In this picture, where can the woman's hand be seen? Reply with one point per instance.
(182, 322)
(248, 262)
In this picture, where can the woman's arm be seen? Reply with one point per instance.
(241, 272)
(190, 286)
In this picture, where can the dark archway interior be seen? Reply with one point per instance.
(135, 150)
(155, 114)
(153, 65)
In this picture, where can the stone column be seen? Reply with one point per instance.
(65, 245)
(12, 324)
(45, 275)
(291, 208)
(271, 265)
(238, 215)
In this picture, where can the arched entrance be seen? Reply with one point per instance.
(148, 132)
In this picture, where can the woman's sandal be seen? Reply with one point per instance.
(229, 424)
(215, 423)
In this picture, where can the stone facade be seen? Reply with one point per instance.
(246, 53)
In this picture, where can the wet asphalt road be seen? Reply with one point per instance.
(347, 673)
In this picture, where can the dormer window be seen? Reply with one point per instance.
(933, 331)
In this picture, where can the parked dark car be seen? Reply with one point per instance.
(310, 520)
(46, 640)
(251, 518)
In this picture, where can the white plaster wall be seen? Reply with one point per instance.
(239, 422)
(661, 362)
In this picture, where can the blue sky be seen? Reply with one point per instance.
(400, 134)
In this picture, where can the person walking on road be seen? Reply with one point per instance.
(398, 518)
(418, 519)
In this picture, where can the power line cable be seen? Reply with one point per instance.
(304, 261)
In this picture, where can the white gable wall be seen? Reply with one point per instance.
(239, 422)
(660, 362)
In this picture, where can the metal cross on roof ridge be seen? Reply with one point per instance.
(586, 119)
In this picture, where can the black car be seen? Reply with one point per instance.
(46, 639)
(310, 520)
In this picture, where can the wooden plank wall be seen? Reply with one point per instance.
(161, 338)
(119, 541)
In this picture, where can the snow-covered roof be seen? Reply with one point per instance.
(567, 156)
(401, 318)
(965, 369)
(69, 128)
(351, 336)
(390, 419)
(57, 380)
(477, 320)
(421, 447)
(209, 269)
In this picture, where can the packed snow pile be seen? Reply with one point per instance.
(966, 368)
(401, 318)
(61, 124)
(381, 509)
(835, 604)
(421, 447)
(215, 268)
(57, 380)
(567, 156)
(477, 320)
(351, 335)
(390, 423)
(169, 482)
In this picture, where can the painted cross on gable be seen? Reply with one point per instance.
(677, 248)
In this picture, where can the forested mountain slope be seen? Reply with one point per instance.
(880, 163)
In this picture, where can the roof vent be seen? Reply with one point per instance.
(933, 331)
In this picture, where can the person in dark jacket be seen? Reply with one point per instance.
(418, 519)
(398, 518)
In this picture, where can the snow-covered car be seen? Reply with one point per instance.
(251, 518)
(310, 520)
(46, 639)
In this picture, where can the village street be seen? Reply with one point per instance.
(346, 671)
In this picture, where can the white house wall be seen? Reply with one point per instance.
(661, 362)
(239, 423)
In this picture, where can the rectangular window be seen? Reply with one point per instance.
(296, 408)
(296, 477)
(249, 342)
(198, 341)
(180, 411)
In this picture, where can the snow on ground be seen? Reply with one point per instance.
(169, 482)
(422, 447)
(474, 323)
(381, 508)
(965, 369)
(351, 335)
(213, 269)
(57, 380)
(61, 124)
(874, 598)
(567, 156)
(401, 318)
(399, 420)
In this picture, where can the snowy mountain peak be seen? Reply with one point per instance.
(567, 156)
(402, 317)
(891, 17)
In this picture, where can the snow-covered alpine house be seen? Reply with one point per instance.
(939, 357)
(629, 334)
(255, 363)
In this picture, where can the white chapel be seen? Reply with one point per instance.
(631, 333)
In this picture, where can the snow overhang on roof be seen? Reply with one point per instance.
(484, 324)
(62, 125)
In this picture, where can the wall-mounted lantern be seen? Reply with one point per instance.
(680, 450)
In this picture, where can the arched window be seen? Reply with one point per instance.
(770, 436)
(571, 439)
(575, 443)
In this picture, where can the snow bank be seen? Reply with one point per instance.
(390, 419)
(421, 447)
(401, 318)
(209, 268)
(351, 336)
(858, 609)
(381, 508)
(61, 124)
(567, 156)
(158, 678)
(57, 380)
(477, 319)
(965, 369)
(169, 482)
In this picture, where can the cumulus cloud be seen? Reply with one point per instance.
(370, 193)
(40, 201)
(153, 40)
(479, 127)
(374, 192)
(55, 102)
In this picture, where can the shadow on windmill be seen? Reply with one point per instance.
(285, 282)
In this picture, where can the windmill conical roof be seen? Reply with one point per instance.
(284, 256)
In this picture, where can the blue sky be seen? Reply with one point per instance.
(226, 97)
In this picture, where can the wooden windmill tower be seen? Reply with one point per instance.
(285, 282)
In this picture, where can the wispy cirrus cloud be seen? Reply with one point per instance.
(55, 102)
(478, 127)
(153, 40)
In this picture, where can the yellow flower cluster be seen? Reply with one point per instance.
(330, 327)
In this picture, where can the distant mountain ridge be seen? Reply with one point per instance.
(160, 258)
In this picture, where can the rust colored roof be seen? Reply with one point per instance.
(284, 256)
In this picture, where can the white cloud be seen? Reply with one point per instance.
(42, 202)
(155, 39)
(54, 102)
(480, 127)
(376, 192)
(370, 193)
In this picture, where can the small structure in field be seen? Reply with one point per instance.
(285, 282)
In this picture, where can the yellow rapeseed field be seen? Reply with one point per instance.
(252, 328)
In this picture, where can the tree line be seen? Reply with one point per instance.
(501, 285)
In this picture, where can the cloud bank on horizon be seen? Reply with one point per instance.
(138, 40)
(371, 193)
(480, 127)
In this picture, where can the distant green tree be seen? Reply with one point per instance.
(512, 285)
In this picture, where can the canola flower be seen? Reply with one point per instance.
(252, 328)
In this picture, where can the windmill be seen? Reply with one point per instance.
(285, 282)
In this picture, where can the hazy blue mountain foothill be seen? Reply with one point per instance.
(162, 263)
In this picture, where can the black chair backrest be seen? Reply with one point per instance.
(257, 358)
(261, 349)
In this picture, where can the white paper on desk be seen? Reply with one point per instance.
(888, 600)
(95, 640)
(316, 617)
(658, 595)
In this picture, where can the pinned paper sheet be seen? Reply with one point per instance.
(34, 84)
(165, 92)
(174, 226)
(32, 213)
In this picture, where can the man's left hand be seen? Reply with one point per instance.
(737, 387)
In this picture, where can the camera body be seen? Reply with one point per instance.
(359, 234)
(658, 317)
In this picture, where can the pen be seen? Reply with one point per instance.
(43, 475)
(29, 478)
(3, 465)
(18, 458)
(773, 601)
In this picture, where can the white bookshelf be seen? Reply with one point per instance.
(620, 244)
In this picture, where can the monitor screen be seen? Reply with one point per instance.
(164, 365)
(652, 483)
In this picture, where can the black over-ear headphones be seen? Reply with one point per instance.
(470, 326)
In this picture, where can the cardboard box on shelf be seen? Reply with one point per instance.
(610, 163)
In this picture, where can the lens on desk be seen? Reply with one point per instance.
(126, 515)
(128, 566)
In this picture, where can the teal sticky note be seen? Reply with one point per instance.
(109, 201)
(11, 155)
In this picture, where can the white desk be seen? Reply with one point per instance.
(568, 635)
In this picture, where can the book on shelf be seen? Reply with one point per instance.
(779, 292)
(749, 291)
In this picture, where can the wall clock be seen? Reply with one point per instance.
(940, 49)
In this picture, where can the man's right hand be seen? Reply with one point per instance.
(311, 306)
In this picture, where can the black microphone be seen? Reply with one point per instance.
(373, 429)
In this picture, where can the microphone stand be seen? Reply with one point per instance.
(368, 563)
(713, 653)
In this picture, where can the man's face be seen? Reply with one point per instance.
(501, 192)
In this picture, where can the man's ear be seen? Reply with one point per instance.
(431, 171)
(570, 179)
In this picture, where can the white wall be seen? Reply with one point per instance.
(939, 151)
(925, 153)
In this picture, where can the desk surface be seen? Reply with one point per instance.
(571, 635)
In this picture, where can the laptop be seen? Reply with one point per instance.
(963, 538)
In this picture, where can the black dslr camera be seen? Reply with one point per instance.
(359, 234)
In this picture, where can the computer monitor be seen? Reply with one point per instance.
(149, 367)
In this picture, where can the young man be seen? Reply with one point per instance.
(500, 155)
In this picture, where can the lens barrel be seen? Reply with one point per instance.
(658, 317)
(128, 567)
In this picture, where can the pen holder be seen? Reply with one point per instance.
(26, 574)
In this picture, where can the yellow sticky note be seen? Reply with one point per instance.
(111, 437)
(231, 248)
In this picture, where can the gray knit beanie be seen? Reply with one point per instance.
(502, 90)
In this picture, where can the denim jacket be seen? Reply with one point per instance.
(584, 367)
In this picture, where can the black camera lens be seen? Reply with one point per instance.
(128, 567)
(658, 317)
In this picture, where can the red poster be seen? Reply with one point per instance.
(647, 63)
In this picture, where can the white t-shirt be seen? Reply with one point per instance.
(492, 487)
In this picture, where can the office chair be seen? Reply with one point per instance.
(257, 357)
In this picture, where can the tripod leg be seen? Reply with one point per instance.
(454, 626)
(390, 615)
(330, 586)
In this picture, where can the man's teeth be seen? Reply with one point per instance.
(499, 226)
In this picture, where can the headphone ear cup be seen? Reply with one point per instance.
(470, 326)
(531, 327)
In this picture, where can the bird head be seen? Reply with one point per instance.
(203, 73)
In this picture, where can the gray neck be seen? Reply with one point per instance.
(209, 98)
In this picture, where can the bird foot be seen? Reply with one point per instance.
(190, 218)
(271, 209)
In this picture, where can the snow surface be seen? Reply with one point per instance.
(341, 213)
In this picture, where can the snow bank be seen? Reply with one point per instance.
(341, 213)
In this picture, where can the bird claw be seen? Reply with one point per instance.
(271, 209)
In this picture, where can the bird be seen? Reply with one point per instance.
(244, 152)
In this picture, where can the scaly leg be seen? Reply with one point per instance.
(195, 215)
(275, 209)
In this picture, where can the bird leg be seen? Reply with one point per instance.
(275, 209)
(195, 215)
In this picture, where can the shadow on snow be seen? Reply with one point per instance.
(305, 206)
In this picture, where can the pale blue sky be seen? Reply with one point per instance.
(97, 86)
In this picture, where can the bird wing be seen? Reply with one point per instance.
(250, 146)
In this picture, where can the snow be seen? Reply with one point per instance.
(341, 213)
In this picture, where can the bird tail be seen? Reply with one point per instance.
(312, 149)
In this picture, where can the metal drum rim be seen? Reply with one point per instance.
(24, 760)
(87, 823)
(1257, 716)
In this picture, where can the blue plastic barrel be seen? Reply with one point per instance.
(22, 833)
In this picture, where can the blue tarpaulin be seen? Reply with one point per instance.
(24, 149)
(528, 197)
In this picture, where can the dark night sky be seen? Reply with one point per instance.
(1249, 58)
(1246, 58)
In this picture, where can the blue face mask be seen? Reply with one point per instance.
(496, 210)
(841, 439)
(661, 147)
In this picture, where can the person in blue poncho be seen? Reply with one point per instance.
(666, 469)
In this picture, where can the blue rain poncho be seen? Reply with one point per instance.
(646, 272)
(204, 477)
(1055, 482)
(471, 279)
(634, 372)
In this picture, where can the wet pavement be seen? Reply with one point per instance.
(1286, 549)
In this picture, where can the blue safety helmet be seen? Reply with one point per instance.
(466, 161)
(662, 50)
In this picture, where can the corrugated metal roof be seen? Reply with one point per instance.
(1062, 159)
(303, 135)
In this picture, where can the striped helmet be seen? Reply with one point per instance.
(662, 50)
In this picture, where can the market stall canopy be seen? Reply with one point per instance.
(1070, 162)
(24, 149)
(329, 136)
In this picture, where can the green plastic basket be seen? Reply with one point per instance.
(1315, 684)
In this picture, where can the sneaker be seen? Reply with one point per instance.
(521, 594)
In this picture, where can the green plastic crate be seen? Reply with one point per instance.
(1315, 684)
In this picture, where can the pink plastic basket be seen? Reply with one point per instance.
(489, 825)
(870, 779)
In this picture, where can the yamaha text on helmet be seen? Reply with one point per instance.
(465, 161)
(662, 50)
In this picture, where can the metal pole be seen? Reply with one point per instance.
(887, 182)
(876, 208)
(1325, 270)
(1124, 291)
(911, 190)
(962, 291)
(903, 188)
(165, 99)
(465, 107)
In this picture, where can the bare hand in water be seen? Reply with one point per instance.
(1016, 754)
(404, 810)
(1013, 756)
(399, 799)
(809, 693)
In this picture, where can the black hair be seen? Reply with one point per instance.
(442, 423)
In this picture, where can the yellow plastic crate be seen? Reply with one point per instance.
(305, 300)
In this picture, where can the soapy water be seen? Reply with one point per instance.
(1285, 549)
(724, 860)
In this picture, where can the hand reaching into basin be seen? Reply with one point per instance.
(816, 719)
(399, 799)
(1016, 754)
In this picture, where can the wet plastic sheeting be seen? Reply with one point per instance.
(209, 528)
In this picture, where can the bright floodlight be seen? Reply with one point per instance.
+--
__Instructions for the task__: The expected result is an exact transcription of the lines from the one containing "In this picture, where can the market" through the end of the records above; please include both ends.

__Result of the exercise__:
In this picture, where can the market stall canopy be seen? Reply with one point per instance.
(1070, 162)
(24, 149)
(329, 136)
In this picture, where can the green plastic basket be seen? Reply with one point per instance.
(1315, 684)
In this picture, where can the sneaker be seen? Reply with one point per instance.
(521, 594)
In this picture, where can the green plastic crate be seen? Reply with one point per instance.
(1315, 684)
In this picture, where can the pink plastic basket be seen? Reply with one point per instance.
(489, 825)
(870, 779)
In this picture, where can the yamaha text on helmet be seen? Reply with one point per instance.
(465, 161)
(662, 50)
In this picture, where can the metal pole be seen? Reply with one point per instance.
(887, 182)
(876, 208)
(1325, 270)
(1124, 291)
(911, 190)
(962, 291)
(903, 188)
(165, 99)
(465, 107)
In this picture, where can the bare hand in water be seen? Reply with one point per instance.
(1016, 754)
(404, 810)
(1013, 756)
(399, 799)
(809, 693)
In this picture, where can the black hair be seen? Reply with one point per instance.
(442, 423)
In this picture, where can the yellow plastic crate be seen? Reply with one point per instance.
(305, 300)
In this picture, where can the soapy water be seen? Reply with one point per instance.
(1285, 549)
(724, 860)
In this picture, where can the hand reaching into basin be seen? Reply with one point per instance.
(816, 719)
(399, 799)
(1016, 754)
In this picture, where can the wet plastic sheeting be seen? Reply with one point per instance.
(209, 528)
In this picture, where can the bright floodlight be seen? Reply with one point per instance.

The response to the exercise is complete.